▶ [Questões do material]
1. Indique se cada afirmação abaixo está de acordo com o trecho sobre Lélia Gonzalez, respondendo sim ou não e citando literalmente as palavras do texto que decidem a questão: (a) Lélia era a penúltima de 18 filhos. (b) Lélia morreu em decorrência do diabetes. (c) Lélia fez doutorado em comunicação social.
2. Altere a passagem do trecho sobre Lélia Gonzalez entre "A trajetória e" e "aos 59 anos.", inclusive, reescrevendo-a com "filosofia" no lugar de "psicanálise".
3. Resuma o trecho sobre Lélia Gonzalez em duas frases.

▶ [Trecho do documento]

A trajetória e o pensamento e Lélia Gonzalez devem ser entendidos considerando as dimensões coletivas dos protestos de rua, da imprensa alternativa, dos movimentos sociais e dos partidos políticos na construção democrática. Pai negro, ferroviário, e mãe índia, empregada doméstica, era a penúltima de 18 filhos. Aos 28 anos casou-se com um colega espanhol Luiz Carlos Gonzalez. A família não aceitou a união que acabou, em 1965, com seu suicídio. Em busca de cura e autoconhecimento, Lélia começou a estudar psicanálise e candomblé. Diagnosticada com diabetes ainda jovem, continuou a trabalhar, morrendo de infarto aos 59 anos.
Graduou-se em História, Geografia e Filosofia, fez mestrado em comunicação social e doutorado em antropologia. Foi professora na Universidade do Estado do Rio de Janeiro, na Escola de Artes Visuais do Parque Lage, na Universidade Federal do Rio de Janeiro e na Pontifícia Universidade Católica. Destacou-se por sua argumentação polêmica, sua capacidade de comunicação e de motivar estudantes à reflexão.

▶ [Registros]
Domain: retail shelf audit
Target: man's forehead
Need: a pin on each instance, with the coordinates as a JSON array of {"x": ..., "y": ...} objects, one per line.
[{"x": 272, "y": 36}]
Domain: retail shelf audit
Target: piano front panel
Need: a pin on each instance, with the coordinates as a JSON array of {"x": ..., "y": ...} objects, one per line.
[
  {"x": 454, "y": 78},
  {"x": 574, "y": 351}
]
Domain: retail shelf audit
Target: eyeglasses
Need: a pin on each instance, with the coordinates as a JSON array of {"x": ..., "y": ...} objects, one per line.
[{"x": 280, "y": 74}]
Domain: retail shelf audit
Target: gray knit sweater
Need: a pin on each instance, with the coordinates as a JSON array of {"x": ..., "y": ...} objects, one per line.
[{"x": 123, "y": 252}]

▶ [Respostas esperadas]
1.
(a) Sim: "era a penúltima de 18 filhos".
(b) Não: "morrendo de infarto aos 59 anos".
(c) Não: "fez mestrado em comunicação social e doutorado em antropologia".

2.
A trajetória e o pensamento e Lélia Gonzalez devem ser entendidos considerando as dimensões coletivas dos protestos de rua, da imprensa alternativa, dos movimentos sociais e dos partidos políticos na construção democrática. Pai negro, ferroviário, e mãe índia, empregada doméstica, era a penúltima de 18 filhos. Aos 28 anos casou-se com um colega espanhol Luiz Carlos Gonzalez. A família não aceitou a união que acabou, em 1965, com seu suicídio. Em busca de cura e autoconhecimento, Lélia começou a estudar filosofia e candomblé. Diagnosticada com diabetes ainda jovem, continuou a trabalhar, morrendo de infarto aos 59 anos.

3. Lélia Gonzalez, filha de pai negro ferroviário e de mãe índia empregada doméstica, estudou psicanálise e candomblé e morreu de infarto aos 59 anos. Graduada em História, Geografia e Filosofia, com mestrado em comunicação social e doutorado em antropologia, foi professora em instituições como a Universidade do Estado do Rio de Janeiro e a Universidade Federal do Rio de Janeiro e destacou-se pela argumentação polêmica e pela capacidade de motivar estudantes à reflexão.